SOURCE DOCUMENT:
=== Begin Enclosure ===
Hi, Just a couple of answers from my pint of view, I know others have responded. I have the roche, spirit combo.

Cannulas generally need changing every 2/3 days depending on type of cannula, as far as I know there arnt any that will last or advise to use for 5 or more days. It is unadvisable to leave drawn up reservoirs in the fridge, have been told this many times, something to do with plastic absorbtion (dont quote me though). As far as I know (but i could be wrong), my pump has the largest reservoir which lasts approx 6 days, yes it would last longer but as you change cannula every 3 days, they tell you you must change the set (reservoir) on the sixth day also. Hope that makes sense. Re the cannulas there are different types and some have inserters to help people with dexterity problems.

I was told to put my pump on house insurance which I did, incase it gets lost or stolen ( I know but apparently does happen!), if it fails roche will send me a new one the next day, all my consumables are apid for by the pct, i get supplies every 3 months. Roche are very helpful and basically i can order whatever i need, i asked for a couple of skins and expected to pay myself but they said the trust pay for everything!
=== End Enclosure ===
TASKS TO PERFORM:
a) Reproduce the stretch of the insulin pump post from "I was told to" through "pay for everything!" word for word.
b) Carry on the insulin pump post from the point at which it ends.

STORED DATA:
=== Begin Enclosure ===
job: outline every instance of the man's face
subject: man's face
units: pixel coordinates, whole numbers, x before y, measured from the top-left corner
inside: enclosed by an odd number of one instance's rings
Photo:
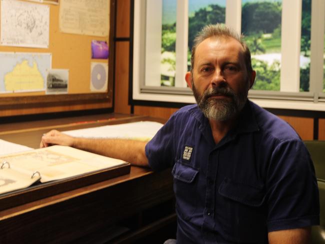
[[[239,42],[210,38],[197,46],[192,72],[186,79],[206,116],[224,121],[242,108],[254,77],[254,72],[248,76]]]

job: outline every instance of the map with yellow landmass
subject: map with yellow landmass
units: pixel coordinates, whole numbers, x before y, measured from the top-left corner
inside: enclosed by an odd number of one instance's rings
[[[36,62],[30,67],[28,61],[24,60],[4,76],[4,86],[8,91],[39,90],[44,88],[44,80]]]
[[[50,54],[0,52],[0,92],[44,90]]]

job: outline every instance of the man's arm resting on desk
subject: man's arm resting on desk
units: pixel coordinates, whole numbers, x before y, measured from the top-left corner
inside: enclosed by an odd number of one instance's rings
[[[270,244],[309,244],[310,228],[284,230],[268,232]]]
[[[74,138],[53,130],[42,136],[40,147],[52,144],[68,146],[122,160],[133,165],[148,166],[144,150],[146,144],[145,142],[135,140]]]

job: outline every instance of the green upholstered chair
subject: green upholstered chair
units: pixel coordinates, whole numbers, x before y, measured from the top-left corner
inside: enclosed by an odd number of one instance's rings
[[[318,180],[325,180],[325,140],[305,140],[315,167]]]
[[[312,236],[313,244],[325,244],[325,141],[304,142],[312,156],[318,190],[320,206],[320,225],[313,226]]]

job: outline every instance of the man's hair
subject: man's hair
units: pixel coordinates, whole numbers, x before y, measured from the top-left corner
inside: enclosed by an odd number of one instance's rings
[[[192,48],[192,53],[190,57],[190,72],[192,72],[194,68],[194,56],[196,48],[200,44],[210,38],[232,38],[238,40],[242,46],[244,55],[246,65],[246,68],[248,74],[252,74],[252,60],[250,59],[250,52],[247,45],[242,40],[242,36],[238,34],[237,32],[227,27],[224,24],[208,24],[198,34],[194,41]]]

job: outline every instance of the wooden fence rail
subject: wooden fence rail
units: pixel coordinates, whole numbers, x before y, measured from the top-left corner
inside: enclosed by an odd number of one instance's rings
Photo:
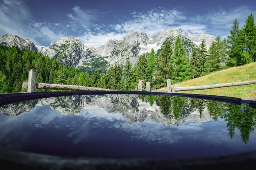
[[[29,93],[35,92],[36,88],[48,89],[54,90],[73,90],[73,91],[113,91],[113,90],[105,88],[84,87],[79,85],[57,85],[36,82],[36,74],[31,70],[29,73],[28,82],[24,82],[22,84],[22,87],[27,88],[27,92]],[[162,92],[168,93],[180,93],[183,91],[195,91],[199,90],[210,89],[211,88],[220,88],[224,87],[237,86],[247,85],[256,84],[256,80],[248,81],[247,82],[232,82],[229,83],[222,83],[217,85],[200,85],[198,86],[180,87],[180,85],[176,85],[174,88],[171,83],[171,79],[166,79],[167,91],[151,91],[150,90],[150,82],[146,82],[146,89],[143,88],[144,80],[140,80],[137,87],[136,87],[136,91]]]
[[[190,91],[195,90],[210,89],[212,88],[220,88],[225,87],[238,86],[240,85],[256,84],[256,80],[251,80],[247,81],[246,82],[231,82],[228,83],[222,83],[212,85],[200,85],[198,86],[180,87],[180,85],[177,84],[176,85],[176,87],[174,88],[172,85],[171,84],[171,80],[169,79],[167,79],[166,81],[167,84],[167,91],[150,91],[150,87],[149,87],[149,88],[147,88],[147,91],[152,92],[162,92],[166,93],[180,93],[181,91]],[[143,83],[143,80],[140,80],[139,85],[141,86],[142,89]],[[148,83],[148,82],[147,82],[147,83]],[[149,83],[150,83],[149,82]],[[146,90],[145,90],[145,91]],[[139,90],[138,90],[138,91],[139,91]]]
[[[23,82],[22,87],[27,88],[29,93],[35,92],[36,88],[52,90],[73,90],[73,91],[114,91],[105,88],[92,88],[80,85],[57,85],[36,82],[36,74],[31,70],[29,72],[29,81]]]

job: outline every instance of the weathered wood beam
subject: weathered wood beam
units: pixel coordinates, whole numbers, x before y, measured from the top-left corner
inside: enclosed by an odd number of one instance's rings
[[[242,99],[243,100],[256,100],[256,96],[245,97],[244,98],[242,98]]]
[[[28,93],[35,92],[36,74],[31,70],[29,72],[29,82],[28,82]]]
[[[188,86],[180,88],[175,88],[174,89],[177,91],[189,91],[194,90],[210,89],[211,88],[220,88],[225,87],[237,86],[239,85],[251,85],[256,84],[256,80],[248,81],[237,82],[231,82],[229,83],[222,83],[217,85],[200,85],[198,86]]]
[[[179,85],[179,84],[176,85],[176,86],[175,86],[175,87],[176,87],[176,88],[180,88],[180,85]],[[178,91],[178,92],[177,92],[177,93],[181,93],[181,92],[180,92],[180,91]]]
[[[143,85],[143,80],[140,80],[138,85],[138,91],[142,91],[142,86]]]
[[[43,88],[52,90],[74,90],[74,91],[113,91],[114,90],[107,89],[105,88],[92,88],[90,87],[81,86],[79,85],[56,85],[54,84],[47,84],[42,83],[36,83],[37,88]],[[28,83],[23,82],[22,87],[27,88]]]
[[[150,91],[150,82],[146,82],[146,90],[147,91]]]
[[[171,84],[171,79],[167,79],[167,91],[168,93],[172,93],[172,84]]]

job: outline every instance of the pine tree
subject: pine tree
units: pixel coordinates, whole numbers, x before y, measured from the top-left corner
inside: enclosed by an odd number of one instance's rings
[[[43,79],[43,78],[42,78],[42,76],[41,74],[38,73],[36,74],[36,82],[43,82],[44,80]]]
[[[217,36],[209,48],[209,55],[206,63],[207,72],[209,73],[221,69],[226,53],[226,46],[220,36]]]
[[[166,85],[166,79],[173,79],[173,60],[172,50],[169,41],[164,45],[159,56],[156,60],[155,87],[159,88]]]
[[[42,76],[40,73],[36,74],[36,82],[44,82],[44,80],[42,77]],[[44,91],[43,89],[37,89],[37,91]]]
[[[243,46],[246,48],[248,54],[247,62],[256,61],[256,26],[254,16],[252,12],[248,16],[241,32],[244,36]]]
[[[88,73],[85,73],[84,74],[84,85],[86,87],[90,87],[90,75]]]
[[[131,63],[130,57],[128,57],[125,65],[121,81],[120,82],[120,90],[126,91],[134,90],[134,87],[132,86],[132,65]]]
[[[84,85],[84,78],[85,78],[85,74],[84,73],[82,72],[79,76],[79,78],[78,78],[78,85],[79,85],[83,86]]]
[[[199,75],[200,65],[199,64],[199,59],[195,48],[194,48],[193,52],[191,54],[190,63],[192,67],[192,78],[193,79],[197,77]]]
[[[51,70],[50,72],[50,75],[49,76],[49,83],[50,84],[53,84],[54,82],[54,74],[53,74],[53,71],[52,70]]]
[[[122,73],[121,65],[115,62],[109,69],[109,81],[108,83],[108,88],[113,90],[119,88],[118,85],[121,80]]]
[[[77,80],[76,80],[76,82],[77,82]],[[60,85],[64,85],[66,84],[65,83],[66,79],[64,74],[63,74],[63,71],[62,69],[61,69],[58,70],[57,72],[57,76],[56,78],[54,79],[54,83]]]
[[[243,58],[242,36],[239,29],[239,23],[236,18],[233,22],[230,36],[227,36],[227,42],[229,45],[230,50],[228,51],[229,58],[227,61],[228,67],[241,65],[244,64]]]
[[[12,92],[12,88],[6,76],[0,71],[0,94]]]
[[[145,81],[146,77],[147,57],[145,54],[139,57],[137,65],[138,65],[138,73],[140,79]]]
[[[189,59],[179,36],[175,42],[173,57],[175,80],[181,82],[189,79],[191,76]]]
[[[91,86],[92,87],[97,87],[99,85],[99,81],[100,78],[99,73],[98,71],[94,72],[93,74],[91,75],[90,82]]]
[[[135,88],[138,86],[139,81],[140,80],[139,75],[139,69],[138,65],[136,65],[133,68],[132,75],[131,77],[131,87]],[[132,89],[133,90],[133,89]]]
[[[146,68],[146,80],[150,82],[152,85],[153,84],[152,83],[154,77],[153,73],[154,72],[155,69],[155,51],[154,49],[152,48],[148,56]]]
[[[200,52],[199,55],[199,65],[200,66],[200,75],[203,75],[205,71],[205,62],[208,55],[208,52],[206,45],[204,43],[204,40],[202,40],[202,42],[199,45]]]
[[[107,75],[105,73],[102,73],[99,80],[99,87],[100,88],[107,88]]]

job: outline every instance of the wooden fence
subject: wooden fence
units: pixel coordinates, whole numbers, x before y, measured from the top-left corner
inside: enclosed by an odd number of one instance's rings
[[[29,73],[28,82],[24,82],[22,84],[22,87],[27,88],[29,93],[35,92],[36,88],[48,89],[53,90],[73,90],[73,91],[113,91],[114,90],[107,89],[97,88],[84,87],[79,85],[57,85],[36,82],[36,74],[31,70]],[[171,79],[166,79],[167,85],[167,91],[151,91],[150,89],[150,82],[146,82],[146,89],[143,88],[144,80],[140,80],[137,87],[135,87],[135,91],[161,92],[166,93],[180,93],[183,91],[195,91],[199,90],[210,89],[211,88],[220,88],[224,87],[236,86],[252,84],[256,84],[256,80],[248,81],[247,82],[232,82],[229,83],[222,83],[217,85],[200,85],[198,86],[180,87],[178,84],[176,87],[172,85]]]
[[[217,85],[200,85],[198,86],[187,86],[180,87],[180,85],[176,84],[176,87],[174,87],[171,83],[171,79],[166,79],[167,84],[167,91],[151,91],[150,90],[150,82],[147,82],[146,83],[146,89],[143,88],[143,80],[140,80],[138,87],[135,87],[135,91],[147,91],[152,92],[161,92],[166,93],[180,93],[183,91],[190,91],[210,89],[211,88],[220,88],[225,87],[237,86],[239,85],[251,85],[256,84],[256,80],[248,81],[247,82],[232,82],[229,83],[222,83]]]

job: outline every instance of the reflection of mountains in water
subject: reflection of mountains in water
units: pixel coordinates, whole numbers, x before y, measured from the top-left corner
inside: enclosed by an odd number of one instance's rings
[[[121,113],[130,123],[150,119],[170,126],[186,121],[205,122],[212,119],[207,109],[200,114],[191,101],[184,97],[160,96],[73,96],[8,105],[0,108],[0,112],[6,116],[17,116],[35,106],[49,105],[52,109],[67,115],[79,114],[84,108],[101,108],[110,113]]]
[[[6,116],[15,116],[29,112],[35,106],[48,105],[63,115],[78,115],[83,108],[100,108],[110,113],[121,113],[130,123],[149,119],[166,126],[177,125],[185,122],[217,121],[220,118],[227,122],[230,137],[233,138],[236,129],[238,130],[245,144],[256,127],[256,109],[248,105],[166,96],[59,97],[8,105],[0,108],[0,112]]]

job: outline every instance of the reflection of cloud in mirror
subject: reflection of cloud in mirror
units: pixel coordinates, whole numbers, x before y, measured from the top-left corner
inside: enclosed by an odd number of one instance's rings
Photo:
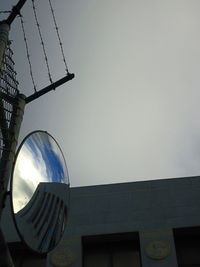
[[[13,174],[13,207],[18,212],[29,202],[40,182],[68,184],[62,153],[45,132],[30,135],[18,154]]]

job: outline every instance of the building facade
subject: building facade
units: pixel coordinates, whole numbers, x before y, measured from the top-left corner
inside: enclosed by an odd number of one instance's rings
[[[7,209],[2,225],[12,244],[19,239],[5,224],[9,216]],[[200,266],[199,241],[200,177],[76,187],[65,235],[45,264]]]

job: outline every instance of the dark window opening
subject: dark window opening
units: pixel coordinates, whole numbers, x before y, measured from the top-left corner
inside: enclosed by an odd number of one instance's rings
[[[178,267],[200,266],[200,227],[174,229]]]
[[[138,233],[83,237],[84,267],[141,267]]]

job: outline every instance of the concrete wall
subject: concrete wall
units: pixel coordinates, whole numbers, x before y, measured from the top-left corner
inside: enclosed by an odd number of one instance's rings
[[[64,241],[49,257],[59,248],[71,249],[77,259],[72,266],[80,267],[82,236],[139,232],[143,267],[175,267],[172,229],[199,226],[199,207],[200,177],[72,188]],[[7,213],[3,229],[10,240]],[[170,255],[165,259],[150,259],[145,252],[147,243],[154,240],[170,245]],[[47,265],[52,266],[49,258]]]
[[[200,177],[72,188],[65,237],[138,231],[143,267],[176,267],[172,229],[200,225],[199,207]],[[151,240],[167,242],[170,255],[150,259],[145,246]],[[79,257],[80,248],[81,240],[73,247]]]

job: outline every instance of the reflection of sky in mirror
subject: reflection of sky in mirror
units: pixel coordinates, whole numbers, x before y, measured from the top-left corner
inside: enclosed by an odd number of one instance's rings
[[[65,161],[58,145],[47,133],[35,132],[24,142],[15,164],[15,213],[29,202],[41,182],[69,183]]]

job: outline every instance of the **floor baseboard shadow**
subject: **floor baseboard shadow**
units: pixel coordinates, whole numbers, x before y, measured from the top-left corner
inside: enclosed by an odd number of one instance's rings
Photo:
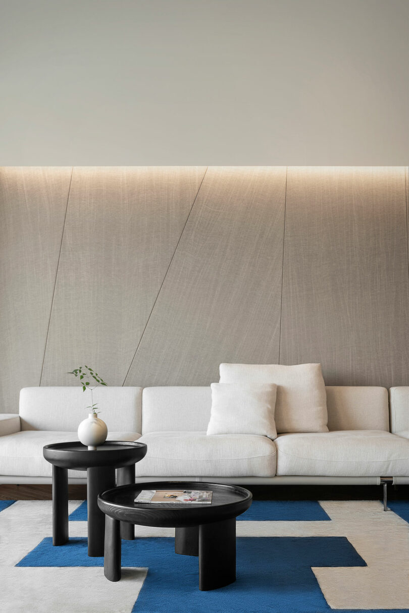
=== End Enclosure ===
ANSWERS TO THE TASKS:
a)
I was told to put my pump on house insurance which I did, incase it gets lost or stolen ( I know but apparently does happen!), if it fails roche will send me a new one the next day, all my consumables are apid for by the pct, i get supplies every 3 months. Roche are very helpful and basically i can order whatever i need, i asked for a couple of skins and expected to pay myself but they said the trust pay for everything!

b)
I was told i would have my pump for 4 years and then i can replace with whatever i want at that time, no need to apply for funding again etc.

Hope this helps, x

Also, yes I believe they do novorapid vials, I use humalog


----------



## Cate

Hello )

I've only just signed up to this site, but have been pumping since June 2004.  Since then, I've got married, had a daughter, and am currently 28 weeks pregnant with our 2nd - so I guess you could say that a) I'm an adult pumper and b) we've had an active life in the bedroom!  

Personally, I don't detach my pump unless I'm in the shower/bath/swimming pool/similar - or occasionally if our little girl climbs into bed with us in the night and needs carrying back through then it's easier just to disconnect and plug back in when I get back in bed (within a few minutes normally).  You can select different tube lengths for your set, I use the shorter one (60cm I think) which is long enough for it to rest on the bed alongside me during the act, alternatively I've been known to hold it in one hand if we're being a bit more active...

Sleeping - in bed it's just in the bed with us, I don't find it gets in the way as the tube is long enough to go over me when I turn over (yep, no night clothes in this house...not for adults anyway!).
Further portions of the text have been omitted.